• Problem: Return every line of the data below that contains the string "door", treating uppercase and lowercase letters as different.

* BEGIN Provided records *

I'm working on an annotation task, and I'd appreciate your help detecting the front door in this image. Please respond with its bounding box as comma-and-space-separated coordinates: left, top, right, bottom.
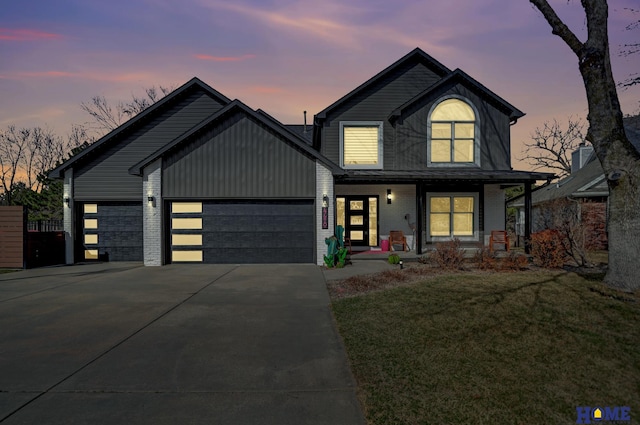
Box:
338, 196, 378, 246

* END Provided records *
* BEGIN Provided records *

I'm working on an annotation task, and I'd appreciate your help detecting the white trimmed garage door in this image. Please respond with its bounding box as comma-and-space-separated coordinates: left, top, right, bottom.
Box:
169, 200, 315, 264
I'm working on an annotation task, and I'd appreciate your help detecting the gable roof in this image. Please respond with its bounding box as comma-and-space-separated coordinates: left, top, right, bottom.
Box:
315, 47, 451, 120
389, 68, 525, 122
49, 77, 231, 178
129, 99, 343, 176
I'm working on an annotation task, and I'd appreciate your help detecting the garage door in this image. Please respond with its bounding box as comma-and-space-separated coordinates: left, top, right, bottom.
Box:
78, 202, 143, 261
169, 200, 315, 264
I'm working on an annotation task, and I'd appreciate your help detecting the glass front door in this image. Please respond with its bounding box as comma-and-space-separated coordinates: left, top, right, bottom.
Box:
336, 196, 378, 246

* END Provided records *

• Expected output:
I'm working on an annotation task, and I'd appreciate your help detecting the front door in this image. Please respond with its bounding box as comma-and-space-separated coordinates: left, top, right, bottom.
I'm working on an annotation task, and I'd appreciate your help detecting the white trimmed garage door in this image. Please respond with its bounding box as comma-and-space-separated coordinates: left, top, right, bottom.
I'm working on an annotation task, and I'd appreciate your help detecting the garage door in this image. Please respond with its bounding box as comma-and-space-separated coordinates: left, top, right, bottom.
I'm working on an annotation task, and I'd appreciate your help detecting the glass front door in this image. Please respond with its bounding box as comma-and-space-separated coordinates: left, top, right, bottom.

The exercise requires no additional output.